SELECTED EXTRACT >>
Mass participation in marathons also transported 26.2 miles from the realm of the outlandish to a real, tangible distance people could aspire to. But in recent years, the once-impossible has started to feel to some athletes like it’s perhaps a little too possible. Now, half a million people per year run a marathon in the United States, and more than a million globally.

“So what’s going to distinguish you from Joe Runner in his tank top?” Kimball asks.

In Moshe Lederfien’s case, the answer to that question was a pineapple.

Twenty-five years ago, Lederfien was an overweight, traumatized Israeli war veteran, working as a clerk for an electricity company in Rishon LeZion, Israel. To lose a few pounds and clear his head, he decided to take up walking. Over the years, the walks became runs, and then the runs grew longer. By the time he was in his mid-50s, Lederfien was running several marathons a year.

WRITTEN EXERCISE 1 >> According to the marathon passage, what job did Lederfien have twenty-five years ago?
The marathon passage and the entries that follow it have nothing to do with each other.

GIVEN INFORMATION >>
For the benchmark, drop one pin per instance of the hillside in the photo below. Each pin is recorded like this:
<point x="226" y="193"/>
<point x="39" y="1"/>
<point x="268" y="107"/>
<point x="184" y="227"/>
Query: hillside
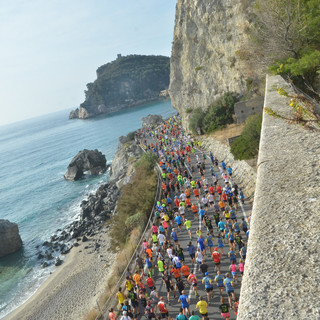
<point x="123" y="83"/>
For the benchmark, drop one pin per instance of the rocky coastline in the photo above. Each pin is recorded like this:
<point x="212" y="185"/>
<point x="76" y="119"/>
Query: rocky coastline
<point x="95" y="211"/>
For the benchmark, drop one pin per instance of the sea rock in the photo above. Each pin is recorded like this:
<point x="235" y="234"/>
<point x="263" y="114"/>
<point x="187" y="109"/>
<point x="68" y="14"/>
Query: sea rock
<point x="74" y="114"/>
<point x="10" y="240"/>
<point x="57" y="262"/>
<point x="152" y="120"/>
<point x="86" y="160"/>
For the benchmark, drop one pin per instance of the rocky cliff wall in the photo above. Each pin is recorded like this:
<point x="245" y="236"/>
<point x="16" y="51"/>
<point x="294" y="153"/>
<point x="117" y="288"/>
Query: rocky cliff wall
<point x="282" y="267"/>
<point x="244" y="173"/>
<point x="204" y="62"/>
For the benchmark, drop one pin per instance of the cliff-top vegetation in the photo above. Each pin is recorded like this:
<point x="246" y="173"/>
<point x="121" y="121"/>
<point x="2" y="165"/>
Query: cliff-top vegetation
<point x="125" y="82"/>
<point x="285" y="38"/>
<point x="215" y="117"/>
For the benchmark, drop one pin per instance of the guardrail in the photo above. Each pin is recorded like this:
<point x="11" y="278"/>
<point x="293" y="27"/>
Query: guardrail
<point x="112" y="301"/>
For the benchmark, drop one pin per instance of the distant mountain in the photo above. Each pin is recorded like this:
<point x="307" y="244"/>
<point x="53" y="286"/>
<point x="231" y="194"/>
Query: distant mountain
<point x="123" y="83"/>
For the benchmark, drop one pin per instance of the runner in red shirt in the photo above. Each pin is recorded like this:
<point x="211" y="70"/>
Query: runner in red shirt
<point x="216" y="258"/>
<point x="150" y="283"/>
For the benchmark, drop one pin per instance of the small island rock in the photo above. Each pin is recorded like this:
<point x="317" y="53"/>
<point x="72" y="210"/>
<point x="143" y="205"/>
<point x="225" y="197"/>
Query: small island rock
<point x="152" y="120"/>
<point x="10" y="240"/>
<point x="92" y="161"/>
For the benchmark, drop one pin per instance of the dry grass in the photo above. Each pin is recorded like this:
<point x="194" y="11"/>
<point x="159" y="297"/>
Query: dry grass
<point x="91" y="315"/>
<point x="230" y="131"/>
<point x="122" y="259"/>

* * *

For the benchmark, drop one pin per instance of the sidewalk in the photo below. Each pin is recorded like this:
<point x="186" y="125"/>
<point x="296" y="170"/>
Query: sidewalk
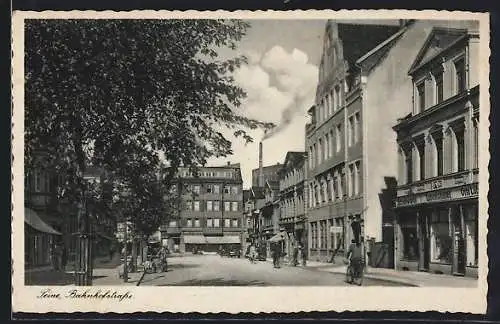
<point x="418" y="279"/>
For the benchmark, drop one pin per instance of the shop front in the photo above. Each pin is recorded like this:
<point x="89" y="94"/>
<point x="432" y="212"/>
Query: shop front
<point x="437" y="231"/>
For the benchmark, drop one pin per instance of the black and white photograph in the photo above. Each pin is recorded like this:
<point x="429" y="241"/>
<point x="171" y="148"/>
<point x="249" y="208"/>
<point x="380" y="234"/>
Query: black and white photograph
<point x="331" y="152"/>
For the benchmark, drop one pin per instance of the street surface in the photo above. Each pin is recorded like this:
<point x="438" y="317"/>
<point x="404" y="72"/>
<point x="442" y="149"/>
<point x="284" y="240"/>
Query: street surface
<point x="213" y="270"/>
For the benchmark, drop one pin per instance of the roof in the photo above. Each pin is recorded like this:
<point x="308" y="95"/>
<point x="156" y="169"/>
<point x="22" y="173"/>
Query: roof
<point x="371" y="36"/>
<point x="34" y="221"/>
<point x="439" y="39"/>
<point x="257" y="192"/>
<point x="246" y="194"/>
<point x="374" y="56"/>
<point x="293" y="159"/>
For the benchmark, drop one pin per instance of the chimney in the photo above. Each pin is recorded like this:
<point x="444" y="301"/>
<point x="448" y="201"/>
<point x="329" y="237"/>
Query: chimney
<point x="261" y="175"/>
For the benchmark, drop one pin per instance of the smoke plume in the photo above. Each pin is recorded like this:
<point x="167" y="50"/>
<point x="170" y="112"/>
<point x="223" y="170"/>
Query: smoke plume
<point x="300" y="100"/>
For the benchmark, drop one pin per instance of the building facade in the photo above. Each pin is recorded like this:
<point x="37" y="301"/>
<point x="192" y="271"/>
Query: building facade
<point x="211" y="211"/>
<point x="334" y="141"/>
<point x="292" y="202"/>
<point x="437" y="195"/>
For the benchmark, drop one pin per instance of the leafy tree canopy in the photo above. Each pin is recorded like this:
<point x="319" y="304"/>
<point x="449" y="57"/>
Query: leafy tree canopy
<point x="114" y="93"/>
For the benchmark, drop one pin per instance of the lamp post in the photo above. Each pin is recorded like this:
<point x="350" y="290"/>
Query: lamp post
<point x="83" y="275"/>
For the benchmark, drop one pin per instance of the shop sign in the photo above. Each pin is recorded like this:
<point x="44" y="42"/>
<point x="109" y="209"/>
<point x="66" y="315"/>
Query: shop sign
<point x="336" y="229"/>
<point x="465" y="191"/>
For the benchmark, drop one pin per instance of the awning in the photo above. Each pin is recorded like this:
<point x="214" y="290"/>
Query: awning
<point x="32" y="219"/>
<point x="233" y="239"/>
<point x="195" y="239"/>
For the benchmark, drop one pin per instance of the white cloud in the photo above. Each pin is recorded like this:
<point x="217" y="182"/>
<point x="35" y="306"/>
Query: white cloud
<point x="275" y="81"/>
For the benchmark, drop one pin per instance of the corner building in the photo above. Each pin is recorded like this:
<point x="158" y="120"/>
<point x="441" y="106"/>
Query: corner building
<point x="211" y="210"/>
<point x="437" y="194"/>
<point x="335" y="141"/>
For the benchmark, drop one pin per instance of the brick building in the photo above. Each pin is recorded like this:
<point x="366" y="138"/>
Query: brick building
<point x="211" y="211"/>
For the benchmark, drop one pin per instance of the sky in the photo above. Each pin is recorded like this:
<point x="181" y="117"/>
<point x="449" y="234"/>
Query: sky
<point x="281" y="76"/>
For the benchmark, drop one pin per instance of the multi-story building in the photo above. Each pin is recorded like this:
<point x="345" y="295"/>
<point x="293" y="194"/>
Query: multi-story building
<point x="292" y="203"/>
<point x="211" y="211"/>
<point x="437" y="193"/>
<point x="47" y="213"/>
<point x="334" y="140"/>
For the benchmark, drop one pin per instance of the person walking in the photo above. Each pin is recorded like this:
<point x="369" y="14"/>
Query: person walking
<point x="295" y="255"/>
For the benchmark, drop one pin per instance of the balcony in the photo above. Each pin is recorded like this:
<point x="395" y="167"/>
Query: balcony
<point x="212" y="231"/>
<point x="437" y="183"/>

---

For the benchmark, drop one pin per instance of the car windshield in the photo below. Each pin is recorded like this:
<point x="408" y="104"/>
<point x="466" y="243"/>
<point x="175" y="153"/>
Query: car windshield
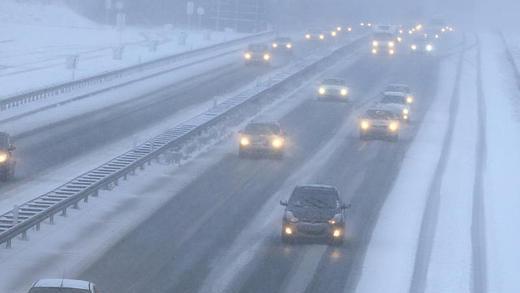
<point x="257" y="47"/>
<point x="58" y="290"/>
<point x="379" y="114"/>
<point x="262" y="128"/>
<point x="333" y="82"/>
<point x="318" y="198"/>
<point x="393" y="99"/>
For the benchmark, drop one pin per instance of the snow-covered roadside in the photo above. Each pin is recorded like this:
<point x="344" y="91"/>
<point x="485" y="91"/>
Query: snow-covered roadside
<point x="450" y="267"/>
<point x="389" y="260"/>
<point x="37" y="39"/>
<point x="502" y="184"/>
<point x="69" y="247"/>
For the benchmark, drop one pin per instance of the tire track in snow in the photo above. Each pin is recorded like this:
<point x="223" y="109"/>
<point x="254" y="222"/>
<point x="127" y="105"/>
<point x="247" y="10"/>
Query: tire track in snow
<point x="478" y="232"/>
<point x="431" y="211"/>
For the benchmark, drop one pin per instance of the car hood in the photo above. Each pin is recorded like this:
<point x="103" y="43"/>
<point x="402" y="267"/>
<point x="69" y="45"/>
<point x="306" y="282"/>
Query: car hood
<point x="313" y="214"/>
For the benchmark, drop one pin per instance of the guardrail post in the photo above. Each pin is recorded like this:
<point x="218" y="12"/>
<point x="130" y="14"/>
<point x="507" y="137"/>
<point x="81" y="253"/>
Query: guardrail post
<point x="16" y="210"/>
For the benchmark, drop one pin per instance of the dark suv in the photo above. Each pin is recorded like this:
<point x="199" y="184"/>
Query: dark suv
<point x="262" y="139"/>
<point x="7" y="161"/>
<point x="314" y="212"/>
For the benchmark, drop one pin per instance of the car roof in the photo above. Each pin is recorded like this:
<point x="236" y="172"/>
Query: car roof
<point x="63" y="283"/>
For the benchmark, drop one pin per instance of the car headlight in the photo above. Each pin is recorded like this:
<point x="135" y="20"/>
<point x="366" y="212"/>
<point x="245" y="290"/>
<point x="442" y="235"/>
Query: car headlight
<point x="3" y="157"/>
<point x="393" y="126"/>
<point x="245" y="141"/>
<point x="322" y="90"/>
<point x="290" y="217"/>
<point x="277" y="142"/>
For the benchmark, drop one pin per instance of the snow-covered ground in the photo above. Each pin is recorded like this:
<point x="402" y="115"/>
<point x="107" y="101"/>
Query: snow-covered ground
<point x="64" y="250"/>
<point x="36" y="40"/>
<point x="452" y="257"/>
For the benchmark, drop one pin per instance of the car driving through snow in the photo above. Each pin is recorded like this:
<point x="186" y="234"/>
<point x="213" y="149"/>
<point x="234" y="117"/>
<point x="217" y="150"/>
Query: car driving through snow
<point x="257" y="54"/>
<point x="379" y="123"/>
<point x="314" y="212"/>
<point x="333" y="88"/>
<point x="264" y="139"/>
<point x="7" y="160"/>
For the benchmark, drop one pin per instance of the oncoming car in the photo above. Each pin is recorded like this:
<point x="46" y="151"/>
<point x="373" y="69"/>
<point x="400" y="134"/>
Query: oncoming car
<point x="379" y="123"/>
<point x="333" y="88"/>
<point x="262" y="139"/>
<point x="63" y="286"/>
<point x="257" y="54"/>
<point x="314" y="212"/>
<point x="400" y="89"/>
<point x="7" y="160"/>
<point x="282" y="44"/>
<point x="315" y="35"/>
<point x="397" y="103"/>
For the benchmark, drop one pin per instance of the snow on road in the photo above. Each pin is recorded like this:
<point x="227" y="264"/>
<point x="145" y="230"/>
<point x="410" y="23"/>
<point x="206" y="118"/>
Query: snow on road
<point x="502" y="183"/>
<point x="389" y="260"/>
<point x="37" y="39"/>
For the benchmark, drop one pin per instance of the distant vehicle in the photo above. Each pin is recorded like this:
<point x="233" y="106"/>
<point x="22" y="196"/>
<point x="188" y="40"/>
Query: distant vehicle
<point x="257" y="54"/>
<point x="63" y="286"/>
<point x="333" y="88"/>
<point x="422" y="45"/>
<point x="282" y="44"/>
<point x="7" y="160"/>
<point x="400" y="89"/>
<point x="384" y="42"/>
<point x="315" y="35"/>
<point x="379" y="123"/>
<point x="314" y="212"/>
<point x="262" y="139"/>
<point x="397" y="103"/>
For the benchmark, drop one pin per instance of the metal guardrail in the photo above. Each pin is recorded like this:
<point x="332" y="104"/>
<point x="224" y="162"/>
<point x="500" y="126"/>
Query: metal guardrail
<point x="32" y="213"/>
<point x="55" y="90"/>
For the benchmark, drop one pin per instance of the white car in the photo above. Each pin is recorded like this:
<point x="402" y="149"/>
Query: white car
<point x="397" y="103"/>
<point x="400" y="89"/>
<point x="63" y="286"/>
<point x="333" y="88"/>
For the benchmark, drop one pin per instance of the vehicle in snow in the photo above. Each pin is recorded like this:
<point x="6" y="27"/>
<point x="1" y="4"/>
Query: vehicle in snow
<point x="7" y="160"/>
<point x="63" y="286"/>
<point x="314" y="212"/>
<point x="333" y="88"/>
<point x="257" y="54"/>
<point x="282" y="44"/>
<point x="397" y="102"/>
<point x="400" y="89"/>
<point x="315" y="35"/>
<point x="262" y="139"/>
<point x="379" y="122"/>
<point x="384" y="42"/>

WRITTEN EXERCISE 2 >> Collect every line of the entries that holds the string "hood", treating uppercase and lowercase as different.

TASK ANSWER 1 >> He worked as a clerk for an electricity company in Rishon LeZion, Israel.

TASK ANSWER 2 >>
For the benchmark, drop one pin per instance of the car hood in the photo above. Each pin is recorded like this:
Query: car hood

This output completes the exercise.